Directions: Quote exactly the lines running from the line with "Give the segmentation of every instance of the <item>buffalo" to the end of the entries, including both, and nothing else.

Supplied entries:

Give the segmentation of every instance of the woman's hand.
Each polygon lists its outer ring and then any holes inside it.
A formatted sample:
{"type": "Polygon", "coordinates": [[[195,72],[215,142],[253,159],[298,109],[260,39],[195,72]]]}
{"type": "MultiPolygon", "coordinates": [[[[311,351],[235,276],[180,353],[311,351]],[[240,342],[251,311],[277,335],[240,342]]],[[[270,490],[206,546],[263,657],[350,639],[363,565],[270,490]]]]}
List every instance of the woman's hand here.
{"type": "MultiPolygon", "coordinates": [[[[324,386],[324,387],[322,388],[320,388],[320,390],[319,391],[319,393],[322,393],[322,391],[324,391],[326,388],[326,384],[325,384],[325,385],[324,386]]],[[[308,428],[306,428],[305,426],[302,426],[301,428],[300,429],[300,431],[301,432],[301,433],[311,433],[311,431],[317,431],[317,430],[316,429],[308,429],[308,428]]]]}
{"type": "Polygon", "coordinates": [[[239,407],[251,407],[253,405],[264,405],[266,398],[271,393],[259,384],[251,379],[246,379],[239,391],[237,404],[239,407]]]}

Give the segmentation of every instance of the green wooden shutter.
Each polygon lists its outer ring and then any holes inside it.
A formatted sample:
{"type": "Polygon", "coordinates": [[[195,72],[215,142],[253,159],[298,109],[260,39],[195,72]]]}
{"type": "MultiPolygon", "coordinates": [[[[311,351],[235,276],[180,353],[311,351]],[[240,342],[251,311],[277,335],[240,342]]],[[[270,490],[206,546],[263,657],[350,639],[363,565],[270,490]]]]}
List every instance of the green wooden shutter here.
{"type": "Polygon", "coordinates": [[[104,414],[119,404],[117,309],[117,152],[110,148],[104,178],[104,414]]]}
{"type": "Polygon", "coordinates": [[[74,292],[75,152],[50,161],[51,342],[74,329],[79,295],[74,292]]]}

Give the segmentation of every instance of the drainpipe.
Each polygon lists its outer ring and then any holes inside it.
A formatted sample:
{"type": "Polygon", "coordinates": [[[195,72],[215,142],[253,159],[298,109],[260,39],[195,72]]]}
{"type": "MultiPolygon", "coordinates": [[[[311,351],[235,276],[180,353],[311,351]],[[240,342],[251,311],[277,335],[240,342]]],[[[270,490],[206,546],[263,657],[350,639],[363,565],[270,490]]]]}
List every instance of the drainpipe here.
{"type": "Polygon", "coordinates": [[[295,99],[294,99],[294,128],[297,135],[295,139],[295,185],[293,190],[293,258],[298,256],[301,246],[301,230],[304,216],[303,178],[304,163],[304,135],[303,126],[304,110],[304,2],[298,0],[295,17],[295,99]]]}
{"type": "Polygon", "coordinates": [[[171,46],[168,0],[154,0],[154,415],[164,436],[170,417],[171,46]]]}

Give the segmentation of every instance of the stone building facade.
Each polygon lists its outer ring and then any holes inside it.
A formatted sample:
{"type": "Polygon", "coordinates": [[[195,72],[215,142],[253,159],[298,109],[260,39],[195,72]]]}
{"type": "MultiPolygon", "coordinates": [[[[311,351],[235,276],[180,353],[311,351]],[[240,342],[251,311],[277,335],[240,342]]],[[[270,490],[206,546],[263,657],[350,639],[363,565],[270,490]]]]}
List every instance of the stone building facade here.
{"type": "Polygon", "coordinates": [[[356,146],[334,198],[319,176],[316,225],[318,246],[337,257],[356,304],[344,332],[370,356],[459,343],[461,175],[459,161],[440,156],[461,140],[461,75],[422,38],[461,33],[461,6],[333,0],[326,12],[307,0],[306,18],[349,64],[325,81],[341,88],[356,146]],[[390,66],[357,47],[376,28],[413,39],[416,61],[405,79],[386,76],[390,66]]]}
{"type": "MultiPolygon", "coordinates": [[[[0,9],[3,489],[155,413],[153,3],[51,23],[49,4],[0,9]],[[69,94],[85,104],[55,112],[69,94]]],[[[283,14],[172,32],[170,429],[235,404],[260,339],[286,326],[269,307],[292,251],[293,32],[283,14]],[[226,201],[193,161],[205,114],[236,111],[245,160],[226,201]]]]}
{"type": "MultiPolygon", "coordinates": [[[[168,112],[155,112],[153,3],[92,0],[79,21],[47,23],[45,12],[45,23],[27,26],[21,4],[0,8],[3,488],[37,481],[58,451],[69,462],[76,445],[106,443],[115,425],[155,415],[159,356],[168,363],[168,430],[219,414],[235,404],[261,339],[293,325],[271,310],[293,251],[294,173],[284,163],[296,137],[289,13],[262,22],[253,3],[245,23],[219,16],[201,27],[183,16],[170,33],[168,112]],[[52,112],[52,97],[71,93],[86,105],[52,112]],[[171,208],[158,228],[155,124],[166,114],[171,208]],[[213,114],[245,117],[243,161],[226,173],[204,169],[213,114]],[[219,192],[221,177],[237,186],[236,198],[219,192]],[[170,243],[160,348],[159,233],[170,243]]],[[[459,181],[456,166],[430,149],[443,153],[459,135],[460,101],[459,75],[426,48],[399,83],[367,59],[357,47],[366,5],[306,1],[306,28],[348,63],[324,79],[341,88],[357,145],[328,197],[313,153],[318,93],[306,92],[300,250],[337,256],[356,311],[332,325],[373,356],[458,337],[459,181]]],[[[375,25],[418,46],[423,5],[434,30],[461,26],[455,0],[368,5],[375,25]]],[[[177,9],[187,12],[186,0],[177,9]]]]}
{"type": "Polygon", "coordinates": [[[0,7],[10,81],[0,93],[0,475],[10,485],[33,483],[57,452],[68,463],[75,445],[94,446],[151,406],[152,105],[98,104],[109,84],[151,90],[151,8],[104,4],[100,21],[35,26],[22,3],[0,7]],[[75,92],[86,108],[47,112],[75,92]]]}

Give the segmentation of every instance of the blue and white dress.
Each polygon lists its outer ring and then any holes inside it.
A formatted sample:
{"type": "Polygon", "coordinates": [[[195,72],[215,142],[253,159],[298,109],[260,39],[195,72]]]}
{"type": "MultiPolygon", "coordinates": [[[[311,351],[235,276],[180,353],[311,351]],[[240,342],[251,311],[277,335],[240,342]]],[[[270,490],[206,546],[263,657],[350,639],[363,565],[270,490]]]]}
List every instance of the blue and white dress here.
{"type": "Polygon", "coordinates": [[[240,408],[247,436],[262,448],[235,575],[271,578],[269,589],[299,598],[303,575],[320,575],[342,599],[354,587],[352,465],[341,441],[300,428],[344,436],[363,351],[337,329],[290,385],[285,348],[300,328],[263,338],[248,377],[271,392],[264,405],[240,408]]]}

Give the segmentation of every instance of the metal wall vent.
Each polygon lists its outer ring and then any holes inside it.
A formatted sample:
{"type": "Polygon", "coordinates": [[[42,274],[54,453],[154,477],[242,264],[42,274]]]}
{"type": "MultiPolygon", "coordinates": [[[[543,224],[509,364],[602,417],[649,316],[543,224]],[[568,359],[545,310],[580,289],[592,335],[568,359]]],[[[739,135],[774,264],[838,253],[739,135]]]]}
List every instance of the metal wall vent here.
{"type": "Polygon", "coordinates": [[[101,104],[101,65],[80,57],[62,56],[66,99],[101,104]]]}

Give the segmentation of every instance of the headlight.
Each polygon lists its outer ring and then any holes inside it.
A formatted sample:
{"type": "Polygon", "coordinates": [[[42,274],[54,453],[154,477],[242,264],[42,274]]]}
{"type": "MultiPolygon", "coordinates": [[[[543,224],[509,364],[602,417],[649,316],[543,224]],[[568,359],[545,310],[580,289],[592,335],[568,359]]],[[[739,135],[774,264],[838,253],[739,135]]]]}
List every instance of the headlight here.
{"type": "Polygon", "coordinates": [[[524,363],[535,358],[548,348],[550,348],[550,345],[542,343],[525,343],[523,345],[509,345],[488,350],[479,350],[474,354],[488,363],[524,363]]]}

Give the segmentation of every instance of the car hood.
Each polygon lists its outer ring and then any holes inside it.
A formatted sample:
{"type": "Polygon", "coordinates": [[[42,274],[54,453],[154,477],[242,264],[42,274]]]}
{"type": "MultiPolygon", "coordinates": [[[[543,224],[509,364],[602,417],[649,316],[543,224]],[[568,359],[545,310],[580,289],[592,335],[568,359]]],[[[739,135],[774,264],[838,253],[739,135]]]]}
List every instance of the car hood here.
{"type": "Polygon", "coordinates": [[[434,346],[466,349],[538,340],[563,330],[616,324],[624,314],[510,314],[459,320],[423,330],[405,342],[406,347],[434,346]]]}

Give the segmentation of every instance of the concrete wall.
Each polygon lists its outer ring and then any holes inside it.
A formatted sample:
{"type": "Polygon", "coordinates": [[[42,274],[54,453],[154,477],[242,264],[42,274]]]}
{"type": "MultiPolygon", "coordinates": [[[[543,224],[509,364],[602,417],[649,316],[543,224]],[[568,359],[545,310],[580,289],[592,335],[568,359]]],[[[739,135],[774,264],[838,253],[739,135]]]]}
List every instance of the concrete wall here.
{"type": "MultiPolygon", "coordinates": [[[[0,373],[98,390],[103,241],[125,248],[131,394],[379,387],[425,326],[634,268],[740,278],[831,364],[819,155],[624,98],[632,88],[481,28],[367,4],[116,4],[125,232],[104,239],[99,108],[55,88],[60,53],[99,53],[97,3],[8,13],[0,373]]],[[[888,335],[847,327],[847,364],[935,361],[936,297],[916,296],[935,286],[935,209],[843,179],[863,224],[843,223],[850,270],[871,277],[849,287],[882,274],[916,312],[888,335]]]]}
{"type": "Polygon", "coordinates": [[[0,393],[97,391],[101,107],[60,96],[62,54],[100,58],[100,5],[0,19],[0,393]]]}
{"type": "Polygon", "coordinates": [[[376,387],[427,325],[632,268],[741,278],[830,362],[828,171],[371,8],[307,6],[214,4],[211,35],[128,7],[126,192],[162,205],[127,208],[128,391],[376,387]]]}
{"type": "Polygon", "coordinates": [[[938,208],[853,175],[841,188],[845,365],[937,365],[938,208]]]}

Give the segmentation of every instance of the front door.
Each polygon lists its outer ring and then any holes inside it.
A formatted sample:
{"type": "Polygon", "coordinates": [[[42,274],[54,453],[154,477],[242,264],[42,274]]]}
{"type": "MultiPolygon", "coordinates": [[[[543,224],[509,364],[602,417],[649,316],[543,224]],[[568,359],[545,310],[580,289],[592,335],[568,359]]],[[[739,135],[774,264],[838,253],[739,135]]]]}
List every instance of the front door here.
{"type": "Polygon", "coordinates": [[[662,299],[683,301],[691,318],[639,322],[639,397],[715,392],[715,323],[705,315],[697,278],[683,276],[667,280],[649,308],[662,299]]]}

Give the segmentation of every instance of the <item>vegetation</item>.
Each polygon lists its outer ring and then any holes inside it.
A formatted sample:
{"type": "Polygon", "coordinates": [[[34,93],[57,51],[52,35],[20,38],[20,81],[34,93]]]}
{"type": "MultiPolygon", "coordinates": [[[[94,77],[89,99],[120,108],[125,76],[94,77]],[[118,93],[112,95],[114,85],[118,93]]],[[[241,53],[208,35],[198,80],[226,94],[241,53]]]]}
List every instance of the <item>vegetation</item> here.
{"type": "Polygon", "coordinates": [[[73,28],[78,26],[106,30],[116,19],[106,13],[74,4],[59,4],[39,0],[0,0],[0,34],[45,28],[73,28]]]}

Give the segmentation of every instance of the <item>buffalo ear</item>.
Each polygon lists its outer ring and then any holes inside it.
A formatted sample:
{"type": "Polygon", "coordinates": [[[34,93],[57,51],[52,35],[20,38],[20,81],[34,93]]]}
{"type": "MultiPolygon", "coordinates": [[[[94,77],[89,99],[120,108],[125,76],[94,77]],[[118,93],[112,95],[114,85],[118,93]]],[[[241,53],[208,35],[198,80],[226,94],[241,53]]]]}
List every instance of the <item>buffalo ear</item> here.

Task response:
Give the segmentation of every instance of the <item>buffalo ear</item>.
Each polygon lists its outer ring and then any holes inside it.
A formatted sample:
{"type": "Polygon", "coordinates": [[[34,93],[57,51],[52,35],[20,38],[20,81],[34,93]]]}
{"type": "MultiPolygon", "coordinates": [[[[94,77],[89,99],[120,108],[125,76],[94,77]],[[118,93],[112,95],[114,85],[118,93]]],[[[241,53],[208,35],[198,80],[226,94],[241,53]]]]}
List every instance of the <item>buffalo ear</item> here.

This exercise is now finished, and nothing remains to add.